◆ Exercise aim ◆
Tally the lines in these records that hold the string "below", and reply with the number alone.
**** Supplied material
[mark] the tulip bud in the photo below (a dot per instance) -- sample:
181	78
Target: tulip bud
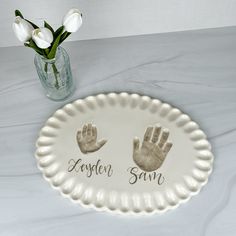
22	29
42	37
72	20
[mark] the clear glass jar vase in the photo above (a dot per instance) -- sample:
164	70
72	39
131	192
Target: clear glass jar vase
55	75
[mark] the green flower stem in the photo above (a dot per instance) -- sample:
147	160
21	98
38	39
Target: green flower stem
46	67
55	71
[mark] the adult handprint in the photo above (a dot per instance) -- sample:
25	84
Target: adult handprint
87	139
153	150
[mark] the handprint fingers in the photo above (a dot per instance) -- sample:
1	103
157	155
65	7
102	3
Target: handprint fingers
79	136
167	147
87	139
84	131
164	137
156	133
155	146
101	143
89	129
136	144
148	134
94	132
********
**** Supplied material
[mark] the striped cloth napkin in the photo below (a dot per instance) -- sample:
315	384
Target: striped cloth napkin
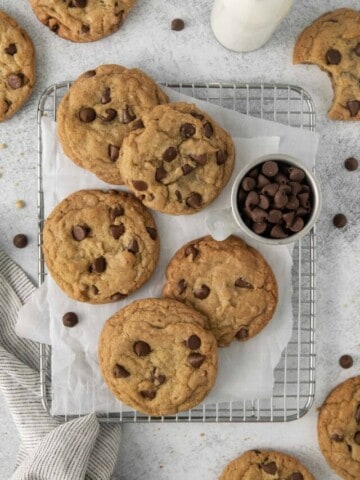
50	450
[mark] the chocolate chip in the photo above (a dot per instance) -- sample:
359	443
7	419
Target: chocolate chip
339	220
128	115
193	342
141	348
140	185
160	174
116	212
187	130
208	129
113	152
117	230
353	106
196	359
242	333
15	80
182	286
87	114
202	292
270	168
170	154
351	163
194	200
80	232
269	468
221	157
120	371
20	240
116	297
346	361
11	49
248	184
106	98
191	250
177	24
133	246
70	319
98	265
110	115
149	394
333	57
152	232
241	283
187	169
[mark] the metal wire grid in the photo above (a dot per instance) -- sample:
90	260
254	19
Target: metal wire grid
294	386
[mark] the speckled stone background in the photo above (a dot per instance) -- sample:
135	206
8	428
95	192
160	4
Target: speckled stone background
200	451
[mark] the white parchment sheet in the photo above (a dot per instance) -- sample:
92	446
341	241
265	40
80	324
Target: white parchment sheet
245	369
********
◆ Reply to the task ◆
2